#### WHAT YOU SHOULD DO:
Rewrite the lines between the one containing "outline lower mesh grille" and the one containing "433), (404, 434)]", inclusive, with "hole rule" changed to "fill rule" and nothing else altered.

#### INFORMATION SUPPLIED:
──────

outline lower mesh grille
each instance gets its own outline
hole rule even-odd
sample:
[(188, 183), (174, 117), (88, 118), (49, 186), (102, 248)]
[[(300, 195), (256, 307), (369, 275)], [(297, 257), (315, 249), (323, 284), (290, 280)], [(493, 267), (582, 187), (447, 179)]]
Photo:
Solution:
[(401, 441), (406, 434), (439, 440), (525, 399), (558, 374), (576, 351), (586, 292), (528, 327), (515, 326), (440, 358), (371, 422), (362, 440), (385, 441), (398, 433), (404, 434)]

──────

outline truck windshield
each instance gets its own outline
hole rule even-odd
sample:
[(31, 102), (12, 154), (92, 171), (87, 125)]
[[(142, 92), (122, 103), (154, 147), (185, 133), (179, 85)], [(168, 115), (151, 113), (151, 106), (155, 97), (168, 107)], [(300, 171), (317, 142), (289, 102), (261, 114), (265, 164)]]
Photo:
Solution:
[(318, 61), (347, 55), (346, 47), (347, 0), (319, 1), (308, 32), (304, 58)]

──────

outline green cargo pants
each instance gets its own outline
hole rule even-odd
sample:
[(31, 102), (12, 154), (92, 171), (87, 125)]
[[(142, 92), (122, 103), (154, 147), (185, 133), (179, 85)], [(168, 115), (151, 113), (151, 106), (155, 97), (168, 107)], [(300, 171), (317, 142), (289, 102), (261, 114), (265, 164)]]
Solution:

──────

#### TASK RESULT:
outline lower mesh grille
each instance gets its own outline
fill rule even-odd
sample:
[(188, 183), (174, 117), (88, 118), (49, 186), (102, 248)]
[[(300, 195), (256, 307), (369, 275)], [(297, 257), (315, 249), (323, 284), (290, 280)], [(493, 267), (582, 187), (447, 179)]]
Photo:
Solution:
[(401, 441), (406, 434), (439, 440), (525, 399), (558, 374), (576, 351), (586, 292), (528, 327), (515, 326), (440, 358), (371, 422), (362, 440), (385, 441), (398, 433), (404, 434)]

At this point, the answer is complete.